DOCUMENT TEXT

»»

Do More Agents Help? Controlled and Protocol-Aligned Evaluation of LLM Agent Workflows
Yuhang Fu, Ruishan Fang, Jiaqi Shao, Huiyu Zheng, Zhengtao Zhu, Bing Luo, Tao Lin
Why It Matters
What makes this one worth your time
Understanding the efficiency and effectiveness of multi-agent systems in LLM workflows can guide the development of more cost-effective and accurate AI systems.
BenchAgent evaluates the effectiveness of single-agent versus multi-agent workflows in LLMs under a unified protocol.
Summary
The paper introduces BenchAgent, an evaluation framework for comparing single-agent and multi-agent system (MAS) workflows in large language models (LLMs) under a unified protocol. It evaluates these workflows across ten benchmarks using GPT-4.1, and reports on a Protocol-Aligned External (PAE) GAIA study. The results show that only one of the tested MAS, EvoAgent, performs comparably to a single-agent system, while others fall behind. A runtime workflow, Claude-Code, outperforms a fixed MAS baseline in a separate evaluation.
Key contributions
- Development of BenchAgent, a framework for evaluating LLM workflows.
- Comparison of single-agent and multi-agent systems under a controlled protocol.

««

DATA EXTRACTS
»»

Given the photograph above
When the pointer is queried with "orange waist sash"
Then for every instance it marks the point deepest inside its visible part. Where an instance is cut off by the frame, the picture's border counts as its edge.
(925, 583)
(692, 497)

««

YOUR TASK
Using the paper summary above, list everyone named as an author.

PROBLEM SOLUTION
Yuhang Fu, Ruishan Fang, Jiaqi Shao, Huiyu Zheng, Zhengtao Zhu, Bing Luo, Tao Lin